Source document:

Even in the relative cleanliness of Lenin Hills, where I live in the south of the city and where the air is kept clear by southwesterly winds, the atmosphere was still thick and heavy.
After consulting the Environmental Pollution Monitoring Laboratory, I learned that the smog had been caused by forest fires, started by weekend picnickers. It was aggravated by the atmospheric conditions: little or no wind to blow the smog away.
Monday is also the day when caretakers from large blocks of flats burn rubbish in the back yard. That added to the thickness of the smog and, all in all, it was a great start to the week.
Then Tass news wire opened up. Cases of mushroom poisoning in south Russia and Ukraine were on the rise, the agency said. There had been 500 cases of people eating poisoned mushrooms in Russia and Ukraine and 60 of them had died.
Two experts at a meeting of the Russian State Committee on Emergency Situations had advanced separate theories about the epidemic. One of them suggested that poisonous toadstools had somehow mutated under influence of natural or unnatural factors and finished up looking like edible mushrooms.
The second version was that edible mushrooms, under the influence of unfavourable weather - this summer, it is drought - grow at the expense of toadstools and somehow absorb poisonous substances from the soil due to the lack of moisture.
There is no known local antidote for the virulent poison produced by a Russian toadstool. Russian health officials have never considered such research necessary because Russians are so adept at distinguishing between toadstools and mushrooms that there has been no cause to invest in developing such a medicine.
This is all distressing for the poor Russians, who are passionately fond of mushrooms, and eat a great variety found in the birch forests. In my experience, they have much greater flavour than the button mushrooms produced commercially, and Russians dry, pickle and salt them to ensure a year-round supply.
Now, all citizens have been urged to stop picking mushrooms for a while, especially in the Voronezh region, 300 miles south of Moscow, where most of the reports of poisoning have occurred. This is the centre of the 'Black Earth' area that covers about 9 per cent of the old Soviet Union. It is fertile grassland soil, with a dark humus layer more than 10 inches thick and chemically neutral.

Try it:
Could you carry on the account of the Moscow smog and the mushroom poisonings, starting after the sentence that ends "and chemically neutral"? The records have no connection to the text about the Moscow smog and the Russian mushroom poisonings.

Provided data:

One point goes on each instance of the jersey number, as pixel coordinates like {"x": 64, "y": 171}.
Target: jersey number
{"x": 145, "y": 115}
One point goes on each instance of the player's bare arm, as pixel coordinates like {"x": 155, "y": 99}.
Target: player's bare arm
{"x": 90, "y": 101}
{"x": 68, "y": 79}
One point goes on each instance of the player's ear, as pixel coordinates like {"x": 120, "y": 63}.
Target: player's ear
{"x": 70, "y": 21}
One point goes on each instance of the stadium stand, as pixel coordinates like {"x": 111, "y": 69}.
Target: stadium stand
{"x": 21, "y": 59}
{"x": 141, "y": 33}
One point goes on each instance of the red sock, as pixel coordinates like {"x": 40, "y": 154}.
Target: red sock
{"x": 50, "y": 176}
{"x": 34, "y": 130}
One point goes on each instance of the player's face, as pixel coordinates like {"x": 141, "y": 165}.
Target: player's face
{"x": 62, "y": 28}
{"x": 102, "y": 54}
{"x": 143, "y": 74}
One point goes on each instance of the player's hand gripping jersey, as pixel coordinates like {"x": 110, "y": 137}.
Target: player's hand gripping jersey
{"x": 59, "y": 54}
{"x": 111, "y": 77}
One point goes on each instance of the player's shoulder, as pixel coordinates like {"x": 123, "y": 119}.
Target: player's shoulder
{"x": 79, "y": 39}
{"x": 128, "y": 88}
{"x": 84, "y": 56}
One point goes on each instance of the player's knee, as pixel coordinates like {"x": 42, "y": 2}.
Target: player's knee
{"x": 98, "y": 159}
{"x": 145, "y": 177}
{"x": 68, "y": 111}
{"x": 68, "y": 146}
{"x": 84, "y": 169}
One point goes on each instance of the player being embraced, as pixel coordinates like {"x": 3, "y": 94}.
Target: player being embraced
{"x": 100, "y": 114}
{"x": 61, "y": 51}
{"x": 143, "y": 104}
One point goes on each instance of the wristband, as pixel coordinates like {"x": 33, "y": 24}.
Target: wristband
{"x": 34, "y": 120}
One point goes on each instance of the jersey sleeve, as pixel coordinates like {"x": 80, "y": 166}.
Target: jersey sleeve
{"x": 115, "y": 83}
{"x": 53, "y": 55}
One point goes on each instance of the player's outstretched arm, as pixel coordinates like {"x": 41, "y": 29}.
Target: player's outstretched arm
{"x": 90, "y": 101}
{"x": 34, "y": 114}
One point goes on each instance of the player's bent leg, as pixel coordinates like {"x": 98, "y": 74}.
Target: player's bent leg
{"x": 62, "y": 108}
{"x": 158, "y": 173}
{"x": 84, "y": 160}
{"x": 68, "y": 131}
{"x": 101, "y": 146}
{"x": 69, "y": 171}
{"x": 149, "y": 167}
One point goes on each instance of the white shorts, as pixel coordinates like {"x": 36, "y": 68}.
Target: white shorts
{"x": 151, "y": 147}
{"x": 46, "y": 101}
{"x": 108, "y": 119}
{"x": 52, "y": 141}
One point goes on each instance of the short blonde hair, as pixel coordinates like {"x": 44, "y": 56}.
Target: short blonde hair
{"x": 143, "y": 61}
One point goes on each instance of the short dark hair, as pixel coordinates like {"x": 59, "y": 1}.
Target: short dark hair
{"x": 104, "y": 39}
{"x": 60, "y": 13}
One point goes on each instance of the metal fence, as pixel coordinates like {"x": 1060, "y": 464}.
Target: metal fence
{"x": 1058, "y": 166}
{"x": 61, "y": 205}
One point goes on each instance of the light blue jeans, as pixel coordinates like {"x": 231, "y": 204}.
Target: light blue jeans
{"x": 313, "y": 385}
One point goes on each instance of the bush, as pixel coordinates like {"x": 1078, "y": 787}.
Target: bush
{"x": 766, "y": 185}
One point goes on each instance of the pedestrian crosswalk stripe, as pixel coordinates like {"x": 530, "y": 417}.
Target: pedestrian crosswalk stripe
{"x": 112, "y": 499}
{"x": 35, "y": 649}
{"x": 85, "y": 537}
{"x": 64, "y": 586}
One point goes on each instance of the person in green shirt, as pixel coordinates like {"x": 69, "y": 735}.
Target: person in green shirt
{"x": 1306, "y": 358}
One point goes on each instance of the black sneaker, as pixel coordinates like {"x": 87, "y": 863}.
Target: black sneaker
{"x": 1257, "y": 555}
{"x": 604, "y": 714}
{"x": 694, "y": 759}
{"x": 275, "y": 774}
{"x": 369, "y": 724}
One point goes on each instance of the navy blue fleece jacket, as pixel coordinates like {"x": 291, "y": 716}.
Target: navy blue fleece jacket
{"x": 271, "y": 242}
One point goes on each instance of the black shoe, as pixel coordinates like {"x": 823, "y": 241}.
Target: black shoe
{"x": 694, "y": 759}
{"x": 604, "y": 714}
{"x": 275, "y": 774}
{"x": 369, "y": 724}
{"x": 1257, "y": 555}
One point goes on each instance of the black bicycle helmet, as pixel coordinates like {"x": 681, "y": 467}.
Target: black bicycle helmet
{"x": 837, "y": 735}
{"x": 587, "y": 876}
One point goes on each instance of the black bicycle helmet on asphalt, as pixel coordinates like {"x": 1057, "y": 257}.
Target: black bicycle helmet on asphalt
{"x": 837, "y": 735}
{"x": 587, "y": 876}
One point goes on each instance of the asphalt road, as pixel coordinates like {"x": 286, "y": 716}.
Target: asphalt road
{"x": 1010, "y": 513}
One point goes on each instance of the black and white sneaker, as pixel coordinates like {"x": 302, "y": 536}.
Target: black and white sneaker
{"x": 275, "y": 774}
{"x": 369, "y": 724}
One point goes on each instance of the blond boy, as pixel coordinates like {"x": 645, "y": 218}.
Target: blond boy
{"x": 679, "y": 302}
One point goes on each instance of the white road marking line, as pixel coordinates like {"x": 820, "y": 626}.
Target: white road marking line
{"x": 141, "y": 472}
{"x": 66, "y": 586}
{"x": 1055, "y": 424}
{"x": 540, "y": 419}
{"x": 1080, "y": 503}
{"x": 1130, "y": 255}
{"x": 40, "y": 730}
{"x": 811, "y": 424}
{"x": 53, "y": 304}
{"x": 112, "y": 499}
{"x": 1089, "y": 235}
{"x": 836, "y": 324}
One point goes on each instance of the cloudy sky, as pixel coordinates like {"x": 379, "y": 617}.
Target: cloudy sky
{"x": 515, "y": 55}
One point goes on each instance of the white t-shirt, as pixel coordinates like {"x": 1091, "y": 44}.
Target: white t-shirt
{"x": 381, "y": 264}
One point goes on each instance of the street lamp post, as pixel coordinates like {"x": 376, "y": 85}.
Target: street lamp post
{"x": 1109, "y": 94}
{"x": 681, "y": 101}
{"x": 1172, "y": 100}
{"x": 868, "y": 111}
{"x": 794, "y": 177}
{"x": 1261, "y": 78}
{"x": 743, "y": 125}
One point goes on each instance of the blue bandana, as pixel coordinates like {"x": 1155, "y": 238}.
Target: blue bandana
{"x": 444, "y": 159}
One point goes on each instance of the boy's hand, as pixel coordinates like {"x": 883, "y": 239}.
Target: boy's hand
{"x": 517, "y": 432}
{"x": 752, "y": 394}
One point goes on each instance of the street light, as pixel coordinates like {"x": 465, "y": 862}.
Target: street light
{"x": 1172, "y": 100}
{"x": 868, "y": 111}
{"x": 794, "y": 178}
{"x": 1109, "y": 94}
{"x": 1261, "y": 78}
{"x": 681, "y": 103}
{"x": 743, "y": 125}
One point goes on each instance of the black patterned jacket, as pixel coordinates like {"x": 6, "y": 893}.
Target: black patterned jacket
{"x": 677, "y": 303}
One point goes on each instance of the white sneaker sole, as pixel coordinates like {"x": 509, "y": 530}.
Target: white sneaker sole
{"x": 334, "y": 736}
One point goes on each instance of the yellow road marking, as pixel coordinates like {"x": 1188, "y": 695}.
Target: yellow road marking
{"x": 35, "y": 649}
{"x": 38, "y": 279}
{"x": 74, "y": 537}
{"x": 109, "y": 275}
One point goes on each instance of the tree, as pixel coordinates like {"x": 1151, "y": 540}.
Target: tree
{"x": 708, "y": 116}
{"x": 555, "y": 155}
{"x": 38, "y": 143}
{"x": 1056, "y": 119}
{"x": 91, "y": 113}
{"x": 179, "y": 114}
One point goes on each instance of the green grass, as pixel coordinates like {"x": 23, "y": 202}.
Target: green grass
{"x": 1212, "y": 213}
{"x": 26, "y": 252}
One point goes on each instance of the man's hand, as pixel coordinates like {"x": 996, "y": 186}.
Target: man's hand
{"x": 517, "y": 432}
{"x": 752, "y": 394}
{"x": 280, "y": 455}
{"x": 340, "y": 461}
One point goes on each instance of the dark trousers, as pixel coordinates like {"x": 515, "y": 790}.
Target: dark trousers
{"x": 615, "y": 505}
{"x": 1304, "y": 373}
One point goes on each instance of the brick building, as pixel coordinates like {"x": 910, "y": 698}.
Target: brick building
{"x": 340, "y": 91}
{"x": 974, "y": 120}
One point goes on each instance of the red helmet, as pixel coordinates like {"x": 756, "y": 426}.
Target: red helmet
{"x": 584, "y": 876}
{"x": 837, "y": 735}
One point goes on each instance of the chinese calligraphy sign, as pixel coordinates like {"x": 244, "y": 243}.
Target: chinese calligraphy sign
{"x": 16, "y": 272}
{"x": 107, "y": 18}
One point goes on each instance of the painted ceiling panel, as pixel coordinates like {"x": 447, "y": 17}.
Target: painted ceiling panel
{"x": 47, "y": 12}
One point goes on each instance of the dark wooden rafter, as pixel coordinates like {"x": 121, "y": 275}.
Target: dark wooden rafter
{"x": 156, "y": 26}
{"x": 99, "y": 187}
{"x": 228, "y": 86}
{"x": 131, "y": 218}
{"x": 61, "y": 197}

Answer to this exercise:
A classified document dated 9 February, 1990, from the Soviet Health Ministry, came to light in the newspaper Rossiyskaya Gazeta this week, revealing that contamination of essential food products with pesticides and other chemicals had grown threefold. In tests carried out in state laboratories, banned chemicals including DDT, were found in increasing quantities. The newspaper said it was officially accepted that the average 40-year-old citizen has consumed about 28 kilos (32lbs) of toxic chemicals with food grown in the former Soviet Union.
There is no reason why the end of Communism and the Soviet Union has changed any of this. Russia still has no legislation for punishing producers and distributors of poisoned food products.
Which brings me to Tuesday. That is the day when, for the first time since I arrived here last year, I suddenly developed all the symptoms of acute food poisoning, which lasted for a day. I had not been eating mushrooms but had consumed vegetables from the local farmers' market, which - in these months - is supplied from the southern regions of Russia and Ukraine as well as the traditional Transcaucasus suppliers.
I perhaps should admit that my fare included a fine, juicy, oversized tomato with two heads, weighing almost 1lb, that I had been persuaded to purchase by a proud storekeeper in the market who said it had come from 'somewhere in the south'. Tass has not yet reported any victims of 'mutant tomatoes'.